** EXCERPTED PASSAGE **

▬▬▬

Subject: Re: [htdig] Indexing PDF Files
From: Gilles Detillieux (email@example.com)
Date: Wed Nov 01 2000 - 14:40:38 PST
If that still doesn't solve the problem, try running conv_doc.pl (or even
pdftotext) directly on some of your problem PDF files. I suspect that
these files contain no indexable text, but only images, which is a common
problem with some PDFs.
You also didn't mention how you installed htdig on your Red Hat 6.2 system.
If you installed from RPM, make sure you used the correct one, i.e. the
According to firstname.lastname@example.org:
> Use conv_doc.pl instead of parse_doc
> get it from http://www.htdig.org/files/contrib/parsers/conv_doc.pl.gz
> gunzip it and move it to /usr/local/bin
> get xpdf from ftp://ftp.foolabs.com/pub/xpdf/xpdf-0.91.tgz
> get ps2ascii from your freetype or ghostscript installation
> put this in your conf/htdig.conf
> application/msword->text/html /usr/local/bin/conv_doc.pl \
> application/postscript->text/html /usr/local/bin/conv_doc.pl \
> application/pdf->text/html /usr/local/bin/conv_doc.pl
> On Wed, 1 Nov 2000, Roy Stephane wrote:
> > I have problems indexing PDF Files. I have already considered the FAQ 4.9
> > and 5.2. So all my path are OK and the MAX_DOC_SIZE parameter is greater
> > than my bigger PDF file. I am working with the external parser "
> > parse_doc.pl ".
> > When I perform rundig in verbose mode, I find that htdig recognise all my
> > PDF files, it shows theire size. After that, when htmerge find a PDF, it say
> > that there is no excerpt, so the file (temporary file) is deleted.
> > I tried to find the parameters that are used to call htdig form rundig.

▬▬▬

** DATA SECTION **
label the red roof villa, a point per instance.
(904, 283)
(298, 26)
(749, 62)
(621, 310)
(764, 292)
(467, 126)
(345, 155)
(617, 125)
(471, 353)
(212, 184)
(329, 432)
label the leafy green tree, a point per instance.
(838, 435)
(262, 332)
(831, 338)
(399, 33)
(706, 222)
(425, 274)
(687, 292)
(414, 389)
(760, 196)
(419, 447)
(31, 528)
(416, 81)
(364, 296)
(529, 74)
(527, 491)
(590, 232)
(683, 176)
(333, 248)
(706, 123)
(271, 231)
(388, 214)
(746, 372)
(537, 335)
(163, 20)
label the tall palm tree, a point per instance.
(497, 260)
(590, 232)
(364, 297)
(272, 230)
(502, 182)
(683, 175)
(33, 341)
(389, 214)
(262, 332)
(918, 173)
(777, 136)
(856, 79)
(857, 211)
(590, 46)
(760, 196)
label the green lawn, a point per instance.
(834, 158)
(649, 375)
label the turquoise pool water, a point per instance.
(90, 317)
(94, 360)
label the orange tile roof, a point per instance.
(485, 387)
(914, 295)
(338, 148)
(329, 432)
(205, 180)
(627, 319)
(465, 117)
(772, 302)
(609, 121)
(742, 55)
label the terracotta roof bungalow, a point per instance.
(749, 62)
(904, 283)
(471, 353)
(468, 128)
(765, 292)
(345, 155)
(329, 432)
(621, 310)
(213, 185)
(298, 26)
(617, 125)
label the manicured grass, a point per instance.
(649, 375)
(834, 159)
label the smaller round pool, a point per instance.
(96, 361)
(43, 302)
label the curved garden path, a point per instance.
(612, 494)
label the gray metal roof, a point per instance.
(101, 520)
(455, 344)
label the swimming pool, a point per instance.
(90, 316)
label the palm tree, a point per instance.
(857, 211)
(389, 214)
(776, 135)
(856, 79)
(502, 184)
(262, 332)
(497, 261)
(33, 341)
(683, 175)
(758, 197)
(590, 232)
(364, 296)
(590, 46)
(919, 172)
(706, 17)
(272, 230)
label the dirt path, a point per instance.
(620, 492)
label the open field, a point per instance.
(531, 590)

▬▬▬

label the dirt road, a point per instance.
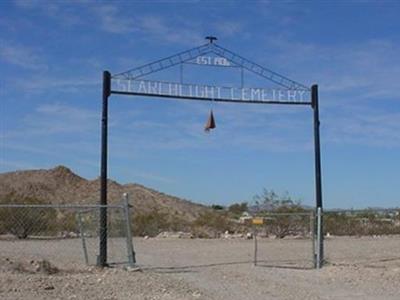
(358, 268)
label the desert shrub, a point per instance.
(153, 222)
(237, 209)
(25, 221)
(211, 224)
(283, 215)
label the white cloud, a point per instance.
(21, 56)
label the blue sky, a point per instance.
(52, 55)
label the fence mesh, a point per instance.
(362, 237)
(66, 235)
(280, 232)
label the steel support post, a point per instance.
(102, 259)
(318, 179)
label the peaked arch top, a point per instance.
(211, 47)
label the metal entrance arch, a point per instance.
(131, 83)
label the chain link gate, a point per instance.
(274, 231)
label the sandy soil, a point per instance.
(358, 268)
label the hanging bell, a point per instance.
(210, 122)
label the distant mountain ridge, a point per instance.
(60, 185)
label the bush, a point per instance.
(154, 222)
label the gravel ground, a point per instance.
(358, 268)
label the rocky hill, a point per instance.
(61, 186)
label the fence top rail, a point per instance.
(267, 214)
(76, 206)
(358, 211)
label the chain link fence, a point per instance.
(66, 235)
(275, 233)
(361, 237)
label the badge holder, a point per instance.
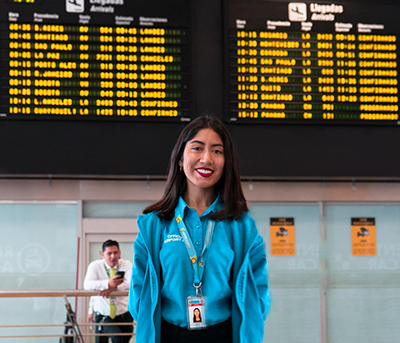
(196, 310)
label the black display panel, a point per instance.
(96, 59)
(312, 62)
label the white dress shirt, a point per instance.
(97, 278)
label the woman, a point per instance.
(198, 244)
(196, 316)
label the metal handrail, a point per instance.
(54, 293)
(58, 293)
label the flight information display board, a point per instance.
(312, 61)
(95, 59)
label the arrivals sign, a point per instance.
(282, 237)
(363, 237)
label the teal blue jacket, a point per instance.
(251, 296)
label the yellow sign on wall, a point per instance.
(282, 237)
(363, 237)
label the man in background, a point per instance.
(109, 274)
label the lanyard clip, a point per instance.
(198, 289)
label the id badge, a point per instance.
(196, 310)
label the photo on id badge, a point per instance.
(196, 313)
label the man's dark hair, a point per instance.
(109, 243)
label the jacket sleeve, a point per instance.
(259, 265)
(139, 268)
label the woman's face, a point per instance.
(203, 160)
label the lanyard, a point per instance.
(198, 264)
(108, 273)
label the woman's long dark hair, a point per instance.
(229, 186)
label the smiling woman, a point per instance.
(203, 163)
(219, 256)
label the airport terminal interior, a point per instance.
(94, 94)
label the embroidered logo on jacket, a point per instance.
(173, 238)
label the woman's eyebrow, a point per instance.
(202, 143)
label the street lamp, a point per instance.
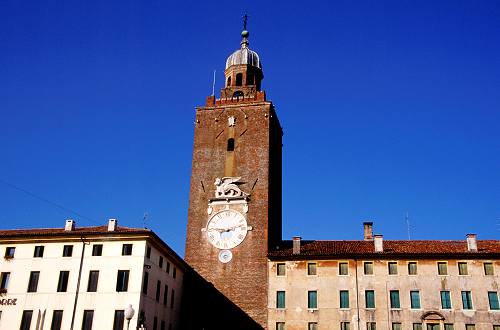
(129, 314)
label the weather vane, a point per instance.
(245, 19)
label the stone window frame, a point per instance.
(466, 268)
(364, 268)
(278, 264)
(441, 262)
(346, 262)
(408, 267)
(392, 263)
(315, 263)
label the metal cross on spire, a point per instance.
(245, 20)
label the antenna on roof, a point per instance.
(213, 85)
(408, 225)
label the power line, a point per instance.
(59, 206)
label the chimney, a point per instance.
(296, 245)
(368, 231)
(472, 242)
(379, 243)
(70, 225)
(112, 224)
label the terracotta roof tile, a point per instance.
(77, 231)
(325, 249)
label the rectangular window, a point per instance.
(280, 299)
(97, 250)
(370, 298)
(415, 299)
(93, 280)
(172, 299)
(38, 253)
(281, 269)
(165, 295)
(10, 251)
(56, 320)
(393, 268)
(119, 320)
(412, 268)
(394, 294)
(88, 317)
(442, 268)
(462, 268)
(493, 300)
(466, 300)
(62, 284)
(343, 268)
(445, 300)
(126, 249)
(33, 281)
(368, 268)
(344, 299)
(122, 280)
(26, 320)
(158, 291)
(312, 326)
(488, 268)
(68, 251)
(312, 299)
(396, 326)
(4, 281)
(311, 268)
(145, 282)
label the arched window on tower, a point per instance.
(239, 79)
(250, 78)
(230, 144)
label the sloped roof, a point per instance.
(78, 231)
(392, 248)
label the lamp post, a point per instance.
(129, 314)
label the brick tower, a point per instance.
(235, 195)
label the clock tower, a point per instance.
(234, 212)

▬▬▬

** OBJECTIVES **
a: Reproduce the PDF indexing thread word for word from "Subject: Re: [htdig]" to "Hat 6.2 system.".
b: The PDF indexing thread gives configuration lines to add to conf/htdig.conf. List every source MIME type that these lines map to text/html.
The records have no connection to the PDF indexing thread.

** SOLVED PROBLEMS **
a:
Subject: Re: [htdig] Indexing PDF Files
From: Gilles Detillieux (email@example.com)
Date: Wed Nov 01 2000 - 14:40:38 PST
If that still doesn't solve the problem, try running conv_doc.pl (or even
pdftotext) directly on some of your problem PDF files. I suspect that
these files contain no indexable text, but only images, which is a common
problem with some PDFs.
You also didn't mention how you installed htdig on your Red Hat 6.2 system.

b:
application/msword
application/postscript
application/pdf